Goal: Put the lines below into a Markdown table, starting at the first of the rows and ending at the line that contains "x=805 y=554". Use the columns No. and Content, with a number for each line, and leave out any blank lines.

Working data:

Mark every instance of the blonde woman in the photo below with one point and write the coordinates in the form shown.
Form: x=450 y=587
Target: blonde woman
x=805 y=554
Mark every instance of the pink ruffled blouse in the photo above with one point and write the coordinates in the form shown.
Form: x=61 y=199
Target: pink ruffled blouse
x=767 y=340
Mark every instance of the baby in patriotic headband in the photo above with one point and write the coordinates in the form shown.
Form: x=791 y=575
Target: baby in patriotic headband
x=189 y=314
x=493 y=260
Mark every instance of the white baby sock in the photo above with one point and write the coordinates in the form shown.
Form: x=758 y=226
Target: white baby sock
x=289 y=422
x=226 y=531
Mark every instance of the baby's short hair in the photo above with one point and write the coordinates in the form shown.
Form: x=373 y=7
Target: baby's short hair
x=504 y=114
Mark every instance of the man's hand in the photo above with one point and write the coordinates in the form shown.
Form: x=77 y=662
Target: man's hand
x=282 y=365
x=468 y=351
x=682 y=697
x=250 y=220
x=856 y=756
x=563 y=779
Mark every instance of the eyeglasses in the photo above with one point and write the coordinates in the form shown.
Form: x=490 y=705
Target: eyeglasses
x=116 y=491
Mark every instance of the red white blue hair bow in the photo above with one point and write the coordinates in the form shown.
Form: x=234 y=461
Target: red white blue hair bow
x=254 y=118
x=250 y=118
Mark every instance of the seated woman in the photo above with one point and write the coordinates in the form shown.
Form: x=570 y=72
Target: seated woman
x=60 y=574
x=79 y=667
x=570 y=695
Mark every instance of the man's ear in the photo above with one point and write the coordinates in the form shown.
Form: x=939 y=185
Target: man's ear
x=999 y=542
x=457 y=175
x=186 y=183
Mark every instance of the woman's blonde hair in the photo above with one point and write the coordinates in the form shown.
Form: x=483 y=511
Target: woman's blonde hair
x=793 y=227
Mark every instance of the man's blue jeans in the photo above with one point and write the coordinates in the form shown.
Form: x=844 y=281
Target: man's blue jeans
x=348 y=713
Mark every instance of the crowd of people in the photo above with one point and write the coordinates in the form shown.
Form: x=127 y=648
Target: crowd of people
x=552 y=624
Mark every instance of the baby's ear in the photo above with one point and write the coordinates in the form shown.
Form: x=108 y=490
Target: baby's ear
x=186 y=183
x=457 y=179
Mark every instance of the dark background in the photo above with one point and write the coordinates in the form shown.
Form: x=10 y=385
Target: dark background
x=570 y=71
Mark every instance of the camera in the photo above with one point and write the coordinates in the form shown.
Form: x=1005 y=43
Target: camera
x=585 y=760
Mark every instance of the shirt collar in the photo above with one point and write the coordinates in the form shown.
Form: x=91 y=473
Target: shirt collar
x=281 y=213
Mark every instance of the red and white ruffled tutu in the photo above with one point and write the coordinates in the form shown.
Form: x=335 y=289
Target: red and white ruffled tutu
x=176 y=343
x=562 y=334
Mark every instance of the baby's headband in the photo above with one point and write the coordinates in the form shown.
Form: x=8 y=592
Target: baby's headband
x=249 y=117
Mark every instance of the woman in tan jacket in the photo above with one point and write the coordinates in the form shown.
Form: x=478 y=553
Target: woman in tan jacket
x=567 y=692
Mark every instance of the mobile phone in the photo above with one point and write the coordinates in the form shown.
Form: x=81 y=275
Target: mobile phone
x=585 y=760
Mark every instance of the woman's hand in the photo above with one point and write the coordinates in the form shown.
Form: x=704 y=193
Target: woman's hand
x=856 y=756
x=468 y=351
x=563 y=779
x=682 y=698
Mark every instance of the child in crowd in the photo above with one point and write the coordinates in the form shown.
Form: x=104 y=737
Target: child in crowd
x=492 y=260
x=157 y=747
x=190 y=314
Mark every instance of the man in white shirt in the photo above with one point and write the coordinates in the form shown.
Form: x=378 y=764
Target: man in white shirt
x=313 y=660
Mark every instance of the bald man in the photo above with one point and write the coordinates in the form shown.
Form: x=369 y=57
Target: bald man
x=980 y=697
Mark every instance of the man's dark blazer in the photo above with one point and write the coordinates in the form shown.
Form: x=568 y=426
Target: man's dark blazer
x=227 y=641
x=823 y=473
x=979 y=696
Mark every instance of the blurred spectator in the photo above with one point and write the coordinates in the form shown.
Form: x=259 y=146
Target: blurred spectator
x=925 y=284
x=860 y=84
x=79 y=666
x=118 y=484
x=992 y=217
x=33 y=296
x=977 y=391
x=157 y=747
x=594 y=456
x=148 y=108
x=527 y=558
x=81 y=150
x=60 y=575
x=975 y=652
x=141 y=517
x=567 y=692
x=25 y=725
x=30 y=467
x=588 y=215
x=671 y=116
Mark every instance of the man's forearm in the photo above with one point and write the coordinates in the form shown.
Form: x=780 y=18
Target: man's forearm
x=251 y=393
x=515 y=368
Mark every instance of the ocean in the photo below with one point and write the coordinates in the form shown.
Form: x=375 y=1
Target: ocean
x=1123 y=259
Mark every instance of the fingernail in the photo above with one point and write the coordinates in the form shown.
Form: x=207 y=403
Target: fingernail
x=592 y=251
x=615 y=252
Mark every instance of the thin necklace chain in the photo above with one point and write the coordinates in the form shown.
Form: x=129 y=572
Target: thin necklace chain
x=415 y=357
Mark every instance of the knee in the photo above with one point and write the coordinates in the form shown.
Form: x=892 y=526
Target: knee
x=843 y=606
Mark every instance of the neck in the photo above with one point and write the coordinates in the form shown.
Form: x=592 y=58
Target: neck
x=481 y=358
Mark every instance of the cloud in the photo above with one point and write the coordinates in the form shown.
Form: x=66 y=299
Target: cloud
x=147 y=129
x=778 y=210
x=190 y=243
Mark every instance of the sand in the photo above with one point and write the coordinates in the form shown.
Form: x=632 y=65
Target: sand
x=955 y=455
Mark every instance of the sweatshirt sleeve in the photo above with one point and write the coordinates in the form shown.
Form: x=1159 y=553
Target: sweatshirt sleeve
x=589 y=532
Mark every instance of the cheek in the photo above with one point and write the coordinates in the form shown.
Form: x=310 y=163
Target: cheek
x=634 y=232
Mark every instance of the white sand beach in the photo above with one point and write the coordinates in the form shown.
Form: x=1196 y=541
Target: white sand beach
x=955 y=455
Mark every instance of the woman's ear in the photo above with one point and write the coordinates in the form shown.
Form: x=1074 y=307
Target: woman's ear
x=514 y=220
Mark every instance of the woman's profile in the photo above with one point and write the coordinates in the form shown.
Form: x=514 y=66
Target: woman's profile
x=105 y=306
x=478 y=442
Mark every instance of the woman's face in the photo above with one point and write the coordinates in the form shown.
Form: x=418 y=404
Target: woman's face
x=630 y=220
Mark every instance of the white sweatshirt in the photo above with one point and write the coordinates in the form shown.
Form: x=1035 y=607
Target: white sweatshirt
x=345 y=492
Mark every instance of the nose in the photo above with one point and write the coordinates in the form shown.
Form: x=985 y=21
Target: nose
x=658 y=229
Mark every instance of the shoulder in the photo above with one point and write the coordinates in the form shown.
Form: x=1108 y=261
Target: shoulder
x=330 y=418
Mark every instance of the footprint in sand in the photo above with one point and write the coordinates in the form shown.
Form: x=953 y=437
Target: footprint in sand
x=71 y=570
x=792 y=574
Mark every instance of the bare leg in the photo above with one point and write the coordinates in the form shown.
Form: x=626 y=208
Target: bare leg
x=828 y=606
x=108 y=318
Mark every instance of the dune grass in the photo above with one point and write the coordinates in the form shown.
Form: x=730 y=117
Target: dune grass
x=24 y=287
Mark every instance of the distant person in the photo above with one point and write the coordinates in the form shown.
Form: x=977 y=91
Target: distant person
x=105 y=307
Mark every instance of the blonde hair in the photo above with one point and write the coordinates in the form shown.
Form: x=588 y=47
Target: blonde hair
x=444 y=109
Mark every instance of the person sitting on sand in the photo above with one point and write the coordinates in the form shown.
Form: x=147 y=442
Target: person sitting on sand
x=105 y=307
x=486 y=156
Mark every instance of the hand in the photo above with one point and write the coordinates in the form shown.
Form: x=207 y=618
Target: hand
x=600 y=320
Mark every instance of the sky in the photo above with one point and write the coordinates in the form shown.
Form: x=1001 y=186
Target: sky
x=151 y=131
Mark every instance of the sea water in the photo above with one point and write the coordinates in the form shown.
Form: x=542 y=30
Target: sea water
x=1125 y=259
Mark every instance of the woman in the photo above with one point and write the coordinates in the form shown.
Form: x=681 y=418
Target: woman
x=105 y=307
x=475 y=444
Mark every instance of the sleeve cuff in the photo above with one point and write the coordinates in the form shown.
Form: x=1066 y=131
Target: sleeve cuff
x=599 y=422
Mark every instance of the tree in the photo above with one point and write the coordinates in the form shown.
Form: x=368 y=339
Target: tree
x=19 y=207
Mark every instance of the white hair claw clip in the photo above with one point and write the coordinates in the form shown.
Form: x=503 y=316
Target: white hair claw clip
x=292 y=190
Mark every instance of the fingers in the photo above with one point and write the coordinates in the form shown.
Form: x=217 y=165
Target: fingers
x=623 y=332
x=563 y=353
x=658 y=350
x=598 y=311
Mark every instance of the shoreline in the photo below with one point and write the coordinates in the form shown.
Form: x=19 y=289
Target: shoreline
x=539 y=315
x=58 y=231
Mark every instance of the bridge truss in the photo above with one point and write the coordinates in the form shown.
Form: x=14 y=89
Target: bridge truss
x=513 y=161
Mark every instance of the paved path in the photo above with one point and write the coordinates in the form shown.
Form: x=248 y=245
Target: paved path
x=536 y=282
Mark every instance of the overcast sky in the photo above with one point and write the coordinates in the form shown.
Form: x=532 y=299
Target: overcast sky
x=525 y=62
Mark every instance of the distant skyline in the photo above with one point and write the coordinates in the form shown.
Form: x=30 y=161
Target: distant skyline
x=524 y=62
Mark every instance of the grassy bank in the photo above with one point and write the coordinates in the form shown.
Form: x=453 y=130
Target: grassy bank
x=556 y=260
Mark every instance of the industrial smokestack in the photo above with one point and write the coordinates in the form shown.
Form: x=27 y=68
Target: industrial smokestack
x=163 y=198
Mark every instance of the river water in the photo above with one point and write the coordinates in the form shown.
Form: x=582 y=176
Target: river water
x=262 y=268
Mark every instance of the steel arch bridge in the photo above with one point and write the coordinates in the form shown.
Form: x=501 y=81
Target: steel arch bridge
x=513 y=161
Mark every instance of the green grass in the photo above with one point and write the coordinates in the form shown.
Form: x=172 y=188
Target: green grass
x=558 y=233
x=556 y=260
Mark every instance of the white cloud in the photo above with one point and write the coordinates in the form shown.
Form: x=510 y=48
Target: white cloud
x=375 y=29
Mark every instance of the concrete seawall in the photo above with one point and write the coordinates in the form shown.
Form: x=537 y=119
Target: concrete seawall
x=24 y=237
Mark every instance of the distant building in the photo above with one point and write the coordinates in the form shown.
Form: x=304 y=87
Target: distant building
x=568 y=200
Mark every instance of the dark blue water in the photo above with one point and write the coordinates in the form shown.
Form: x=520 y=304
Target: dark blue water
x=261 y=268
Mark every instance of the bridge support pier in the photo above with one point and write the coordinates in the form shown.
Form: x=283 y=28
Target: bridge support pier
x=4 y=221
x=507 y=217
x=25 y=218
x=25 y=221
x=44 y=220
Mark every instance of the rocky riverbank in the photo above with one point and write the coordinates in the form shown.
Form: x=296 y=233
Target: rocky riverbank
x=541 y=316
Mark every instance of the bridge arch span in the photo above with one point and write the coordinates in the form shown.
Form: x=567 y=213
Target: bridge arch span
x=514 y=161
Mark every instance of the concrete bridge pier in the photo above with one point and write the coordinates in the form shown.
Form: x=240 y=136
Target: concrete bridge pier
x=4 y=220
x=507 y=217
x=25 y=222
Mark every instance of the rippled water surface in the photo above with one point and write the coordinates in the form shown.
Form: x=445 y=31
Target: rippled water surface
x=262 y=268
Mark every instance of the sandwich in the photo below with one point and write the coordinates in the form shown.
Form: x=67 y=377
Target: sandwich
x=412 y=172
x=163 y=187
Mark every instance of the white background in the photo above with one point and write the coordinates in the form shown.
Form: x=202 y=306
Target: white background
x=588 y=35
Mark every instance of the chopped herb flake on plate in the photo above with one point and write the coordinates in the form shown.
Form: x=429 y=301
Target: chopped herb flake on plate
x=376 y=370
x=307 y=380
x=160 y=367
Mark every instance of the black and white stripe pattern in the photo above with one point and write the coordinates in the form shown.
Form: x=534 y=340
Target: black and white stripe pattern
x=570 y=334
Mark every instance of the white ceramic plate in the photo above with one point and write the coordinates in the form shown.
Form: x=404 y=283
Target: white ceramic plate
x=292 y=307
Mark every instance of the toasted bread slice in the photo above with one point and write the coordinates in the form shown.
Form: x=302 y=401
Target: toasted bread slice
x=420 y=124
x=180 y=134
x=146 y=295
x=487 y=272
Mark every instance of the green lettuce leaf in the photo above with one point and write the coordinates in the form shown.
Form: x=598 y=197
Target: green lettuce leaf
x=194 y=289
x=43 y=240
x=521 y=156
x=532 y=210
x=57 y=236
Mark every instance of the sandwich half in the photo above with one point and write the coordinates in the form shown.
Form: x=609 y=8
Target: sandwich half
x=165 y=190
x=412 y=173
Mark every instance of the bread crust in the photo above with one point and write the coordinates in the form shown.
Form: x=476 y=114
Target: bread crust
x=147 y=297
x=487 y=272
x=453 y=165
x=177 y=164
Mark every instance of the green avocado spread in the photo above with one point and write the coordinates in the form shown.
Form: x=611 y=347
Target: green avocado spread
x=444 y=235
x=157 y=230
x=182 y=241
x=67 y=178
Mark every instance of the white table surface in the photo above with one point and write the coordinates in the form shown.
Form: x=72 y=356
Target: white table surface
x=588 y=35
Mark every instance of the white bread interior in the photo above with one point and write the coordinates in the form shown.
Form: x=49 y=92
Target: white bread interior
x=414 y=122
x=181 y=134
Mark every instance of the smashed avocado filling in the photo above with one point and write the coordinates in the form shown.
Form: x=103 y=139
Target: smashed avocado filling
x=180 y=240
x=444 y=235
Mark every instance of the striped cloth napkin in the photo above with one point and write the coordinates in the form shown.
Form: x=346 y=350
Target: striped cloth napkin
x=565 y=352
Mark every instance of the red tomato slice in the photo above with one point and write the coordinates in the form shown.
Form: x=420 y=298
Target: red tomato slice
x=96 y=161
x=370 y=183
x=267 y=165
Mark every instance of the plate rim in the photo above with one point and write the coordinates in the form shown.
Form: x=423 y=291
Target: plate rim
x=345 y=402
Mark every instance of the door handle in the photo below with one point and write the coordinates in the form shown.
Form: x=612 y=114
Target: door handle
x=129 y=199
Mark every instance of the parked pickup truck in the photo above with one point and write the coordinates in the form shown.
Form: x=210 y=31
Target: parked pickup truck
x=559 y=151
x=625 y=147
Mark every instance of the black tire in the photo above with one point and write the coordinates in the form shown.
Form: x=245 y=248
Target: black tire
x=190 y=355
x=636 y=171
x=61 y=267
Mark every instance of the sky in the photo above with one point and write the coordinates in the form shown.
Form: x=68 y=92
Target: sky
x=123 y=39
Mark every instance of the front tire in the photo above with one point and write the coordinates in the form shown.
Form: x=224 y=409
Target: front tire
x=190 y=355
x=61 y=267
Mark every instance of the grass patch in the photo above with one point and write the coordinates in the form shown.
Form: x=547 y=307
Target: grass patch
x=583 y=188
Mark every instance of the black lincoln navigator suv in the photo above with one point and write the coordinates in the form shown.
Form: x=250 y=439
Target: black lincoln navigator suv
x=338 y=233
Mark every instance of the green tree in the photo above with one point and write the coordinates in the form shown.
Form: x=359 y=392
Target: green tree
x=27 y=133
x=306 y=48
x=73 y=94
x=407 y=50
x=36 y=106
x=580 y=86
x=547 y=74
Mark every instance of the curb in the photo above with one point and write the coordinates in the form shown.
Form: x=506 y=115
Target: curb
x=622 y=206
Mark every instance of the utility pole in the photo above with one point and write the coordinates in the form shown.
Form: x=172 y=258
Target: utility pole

Final result:
| No. | Content |
|---|---|
| 1 | Mark every instance of the blonde woman in the photo below with one point and write the coordinates in the form shown. |
| 2 | Form: x=450 y=587 |
| 3 | Target: blonde woman |
| 4 | x=805 y=554 |